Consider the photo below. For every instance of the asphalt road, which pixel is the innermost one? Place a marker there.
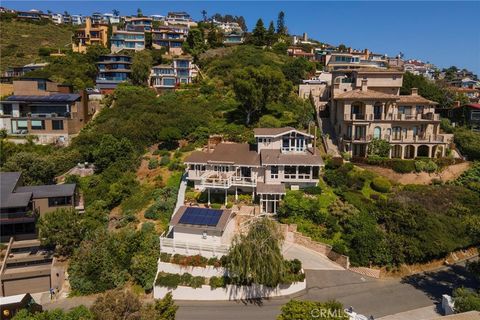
(368, 296)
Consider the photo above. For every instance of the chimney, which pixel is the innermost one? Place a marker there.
(364, 85)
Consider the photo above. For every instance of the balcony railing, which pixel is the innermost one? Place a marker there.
(225, 180)
(416, 139)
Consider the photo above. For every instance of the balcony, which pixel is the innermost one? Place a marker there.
(358, 117)
(225, 180)
(416, 139)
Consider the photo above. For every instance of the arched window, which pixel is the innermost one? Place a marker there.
(377, 133)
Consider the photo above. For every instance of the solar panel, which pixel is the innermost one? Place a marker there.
(201, 216)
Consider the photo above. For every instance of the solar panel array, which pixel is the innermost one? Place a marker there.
(201, 216)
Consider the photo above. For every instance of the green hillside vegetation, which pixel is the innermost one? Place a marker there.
(20, 41)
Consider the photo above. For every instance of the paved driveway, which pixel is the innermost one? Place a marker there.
(310, 259)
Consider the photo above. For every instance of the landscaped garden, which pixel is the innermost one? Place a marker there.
(379, 223)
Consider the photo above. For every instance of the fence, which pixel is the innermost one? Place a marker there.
(173, 246)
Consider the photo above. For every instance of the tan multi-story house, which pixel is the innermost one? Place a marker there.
(366, 104)
(91, 34)
(45, 109)
(282, 158)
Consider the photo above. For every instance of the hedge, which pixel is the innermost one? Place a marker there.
(381, 184)
(402, 166)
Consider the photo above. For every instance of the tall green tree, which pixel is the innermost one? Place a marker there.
(259, 33)
(270, 36)
(256, 87)
(281, 28)
(141, 66)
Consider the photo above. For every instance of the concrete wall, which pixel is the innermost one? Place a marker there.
(208, 271)
(230, 292)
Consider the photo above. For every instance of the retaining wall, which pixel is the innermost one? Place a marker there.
(230, 292)
(208, 271)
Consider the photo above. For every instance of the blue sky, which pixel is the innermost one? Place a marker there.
(444, 33)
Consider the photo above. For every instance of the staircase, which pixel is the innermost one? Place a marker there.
(329, 137)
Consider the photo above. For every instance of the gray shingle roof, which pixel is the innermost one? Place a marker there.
(234, 153)
(9, 199)
(48, 191)
(276, 157)
(61, 97)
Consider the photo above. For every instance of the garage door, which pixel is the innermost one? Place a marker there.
(26, 285)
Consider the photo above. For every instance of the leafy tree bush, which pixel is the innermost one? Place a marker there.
(64, 229)
(466, 300)
(379, 147)
(468, 142)
(217, 282)
(153, 163)
(381, 184)
(402, 166)
(256, 257)
(108, 260)
(76, 313)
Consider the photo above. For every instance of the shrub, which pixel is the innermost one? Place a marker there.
(168, 280)
(152, 214)
(419, 165)
(381, 184)
(216, 206)
(430, 166)
(197, 282)
(346, 156)
(165, 257)
(316, 190)
(217, 282)
(153, 163)
(402, 166)
(164, 160)
(377, 160)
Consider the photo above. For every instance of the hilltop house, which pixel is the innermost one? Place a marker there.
(170, 37)
(169, 76)
(282, 158)
(92, 33)
(366, 104)
(127, 40)
(46, 109)
(112, 70)
(20, 206)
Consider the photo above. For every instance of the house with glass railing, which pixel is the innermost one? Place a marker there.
(169, 76)
(112, 70)
(281, 158)
(127, 40)
(366, 104)
(43, 108)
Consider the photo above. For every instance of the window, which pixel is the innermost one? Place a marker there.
(59, 201)
(57, 124)
(42, 85)
(274, 172)
(377, 132)
(290, 172)
(38, 124)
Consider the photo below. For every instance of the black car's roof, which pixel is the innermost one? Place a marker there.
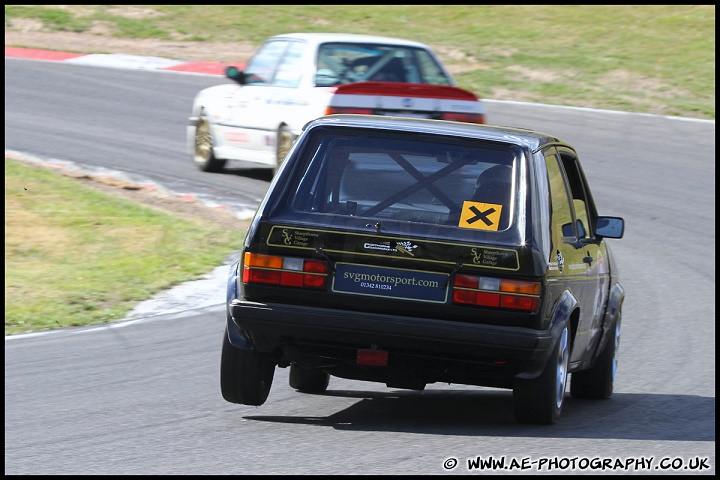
(518, 136)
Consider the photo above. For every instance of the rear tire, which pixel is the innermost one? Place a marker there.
(284, 143)
(308, 380)
(597, 382)
(245, 375)
(540, 400)
(203, 155)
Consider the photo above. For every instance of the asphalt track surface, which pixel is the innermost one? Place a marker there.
(142, 396)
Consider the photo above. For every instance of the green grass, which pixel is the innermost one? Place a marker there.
(75, 256)
(653, 59)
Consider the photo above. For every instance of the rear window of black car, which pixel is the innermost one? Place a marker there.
(411, 177)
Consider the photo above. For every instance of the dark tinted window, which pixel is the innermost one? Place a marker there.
(406, 177)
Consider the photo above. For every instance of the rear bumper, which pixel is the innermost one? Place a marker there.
(434, 349)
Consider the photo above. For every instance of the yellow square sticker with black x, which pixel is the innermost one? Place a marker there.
(480, 216)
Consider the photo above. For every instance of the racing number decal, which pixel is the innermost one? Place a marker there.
(480, 216)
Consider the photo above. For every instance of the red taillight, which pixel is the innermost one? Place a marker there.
(354, 110)
(372, 357)
(285, 271)
(496, 292)
(463, 117)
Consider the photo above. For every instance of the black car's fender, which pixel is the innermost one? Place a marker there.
(561, 316)
(615, 299)
(236, 335)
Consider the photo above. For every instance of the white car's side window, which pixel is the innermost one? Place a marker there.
(262, 66)
(289, 71)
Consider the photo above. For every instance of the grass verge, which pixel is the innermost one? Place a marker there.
(75, 256)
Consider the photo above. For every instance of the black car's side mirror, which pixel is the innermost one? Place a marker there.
(610, 227)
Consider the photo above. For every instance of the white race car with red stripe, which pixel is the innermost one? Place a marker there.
(298, 77)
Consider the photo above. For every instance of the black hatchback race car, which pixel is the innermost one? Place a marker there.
(410, 251)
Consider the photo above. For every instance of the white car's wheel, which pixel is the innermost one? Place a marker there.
(203, 155)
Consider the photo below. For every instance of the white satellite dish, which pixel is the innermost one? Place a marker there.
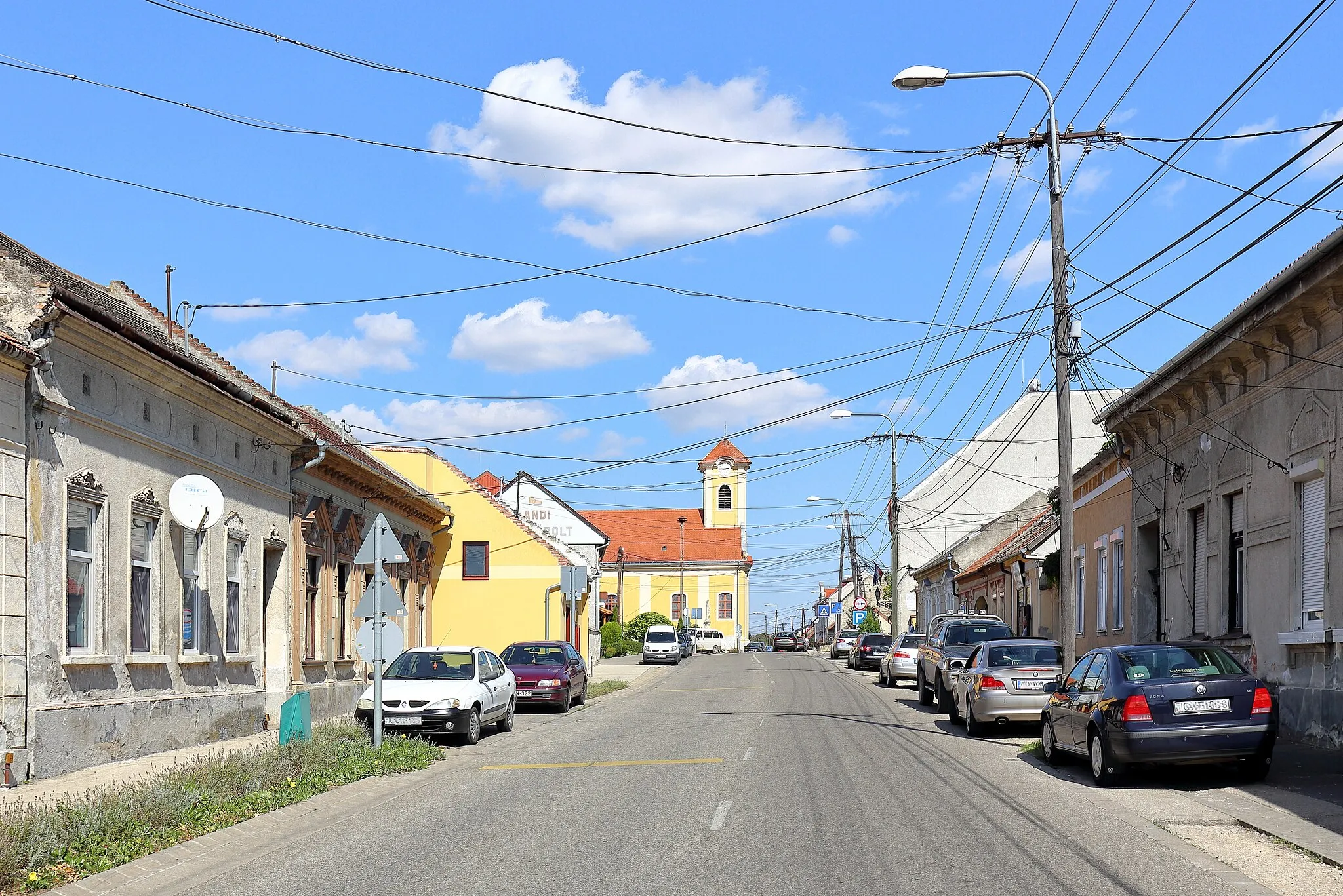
^^^^^^^^^^^^^^^^
* _Task instructions_: Return the material word for word, images omitted.

* _Answer to the problem_:
Consider the photo below. For every instance of the asphalt road, which pixel is the innermost one? Place a marker there.
(368, 296)
Consider the photo above. For every instance of the chimney, which pixel is the innermost one? Place a marker there.
(364, 85)
Consider the photo above. For every instance of the balcony railing, which pixel is the innermost one? Place a marker there.
(225, 180)
(416, 139)
Consider the photo above. For every instance of the balcony, which pixel is the innermost one? Place a marker there.
(358, 117)
(225, 180)
(416, 139)
Consider the photo above. For every instance of the arched window, which pixel is the innermost one? Place a marker there.
(377, 133)
Consider the photo above. For every instance of the solar panel, which pixel is the innermost one? Place a marker there.
(201, 216)
Consider the photo above. For every instance of the solar panel array, which pixel is the innermost one? Place a marker there.
(201, 216)
Consider the photo above. For every instance of the green hillside vegetation, which pixel is the innermost one? Place a marker there.
(20, 41)
Consider the photo above. For every instance of the paved driveway, which pixel is the innermost one? Place a marker there.
(310, 259)
Consider the photo above. For every instance of the landscaped garden, which pixel is the innermost one? Place a marker there.
(379, 223)
Consider the photo above. For every instance of the fence, which pixel is the innermost one? Place a marker there.
(173, 246)
Consider the photo above. For every instance of the tan multi-story house, which pixel is the innermost one? Place a marker there.
(366, 104)
(91, 34)
(45, 109)
(282, 158)
Consider the photo above. For every instance of the hedge, which pixel is the innermost one? Place a marker there.
(381, 184)
(402, 166)
Consider the photo above. For every instance of the tall green tree, which pixel is the innermost one? Place a marker there.
(259, 33)
(270, 36)
(256, 87)
(281, 28)
(141, 66)
Consider the photo above. For every instance of the concrete wall, which pixel is the innermost one? Place a marker there.
(208, 271)
(230, 292)
Consider the photo above. For every instance of the retaining wall, which pixel is the innermost one? Place a marker there.
(230, 292)
(208, 271)
Consider the photo above. For every instance of the blue sky, which pixel is the innermost one? Place a marker there.
(444, 33)
Consider the photo above. For every instance of the staircase, which pixel is the innermost one? Place a marker there.
(329, 137)
Consider the photo above. For every instance of the gray shingle roof, which pixel is the innermost one? Place a marker there.
(234, 153)
(9, 199)
(48, 191)
(276, 157)
(61, 97)
Consider the photo above. For every instance of the garage door, which pixel is the innermost one? Place a marker there.
(26, 285)
Consider the photo above. For every instance of the leafy tree bush, which pixel is the innermost one? Place a marker there.
(64, 229)
(466, 300)
(379, 147)
(468, 142)
(217, 282)
(153, 163)
(381, 184)
(402, 166)
(256, 257)
(108, 260)
(76, 313)
Consider the photo above. For every instance of the shrub, which pixel is the innermost one? Place a marker there.
(168, 280)
(152, 214)
(419, 165)
(381, 184)
(216, 206)
(430, 166)
(197, 282)
(346, 156)
(165, 257)
(316, 190)
(217, 282)
(153, 163)
(402, 166)
(164, 160)
(377, 160)
Consider the photo above. For every instance of the hilltop house, which pixel is the innermost one? Place a marker there.
(170, 37)
(169, 76)
(282, 158)
(92, 33)
(366, 104)
(127, 40)
(46, 109)
(112, 70)
(20, 206)
Consider the photo above. For every instance of the house with glass railing, which pixel is the innermost one? Place a marker there.
(169, 76)
(112, 70)
(281, 158)
(127, 40)
(366, 104)
(43, 108)
Consider the photo above. For every instance of the window, which pixel is the innermost one? Place a marker there.
(59, 201)
(57, 124)
(42, 85)
(274, 172)
(377, 132)
(290, 172)
(38, 124)
Consider the photo below. For every instance of the black car's roof, which pixel is the innermost one? Place a marker there.
(518, 136)
Consider the photo above. For every instance of the rear tire, which pixel is the innermost one? Place a marker there.
(284, 143)
(308, 380)
(597, 382)
(245, 375)
(540, 400)
(203, 155)
Consider the photo above. For every instance of the asphalt track surface, which pixel is the innermost one? Place a marker there.
(142, 396)
Consider the photo above. For every instance of the green grass, which pixel is the innermost one? Place a marker there.
(75, 256)
(653, 59)
Consider the photo above. For every instance of the rear window of black car, which pixel is the innermost one? Place a marker there.
(411, 177)
Consider the photo above. For every instance of the dark tinted window, which pixel is the innermost one? Place a marker there.
(406, 177)
Consider the photo above. For every instance of the rear bumper, which pixel is the innermost one? Place a marker there.
(434, 349)
Consider the photo above. For every instance of the yellow square sticker with black x, which pixel is the innermost one? Place a marker there.
(480, 216)
Consider the photo above. For every instance of the racing number decal, which pixel is the innermost one? Place a marker there.
(480, 216)
Consider the photo above. For every instance of the red taillight, which pixel is the innermost one? Place a marker there.
(354, 110)
(372, 357)
(285, 271)
(496, 292)
(463, 117)
Consider the photo above. For every instance of the black car's fender, which pixel is the innermost one? Place a marker there.
(561, 316)
(615, 299)
(236, 335)
Consider the photo above. For every instance of the white car's side window, which pixel is the innermost one? Place a marker there.
(262, 66)
(289, 71)
Consider the photo above. For every instance of the grass verge, which pixel is the innermost one? Place a marker there.
(75, 256)
Consider the photo above. For every instance of the black car's side mirror, which pixel is the innermost one? Place a marker there.
(610, 227)
Consider the photo above. For every instance of the white race car with red stripe, which pixel is the innermost one? Place a marker there.
(298, 77)
Consider the photo above. For every instance of the black hatchback race car, which pixel is the innermost one? Place a marker there.
(410, 251)
Consider the photo above. For every instance of the white car's wheel, which pixel is the innermost one? Place a marker there.
(203, 155)
Consider the photo below. For every instance of the white satellite dish, which pixel is the innermost one? Place a marker there.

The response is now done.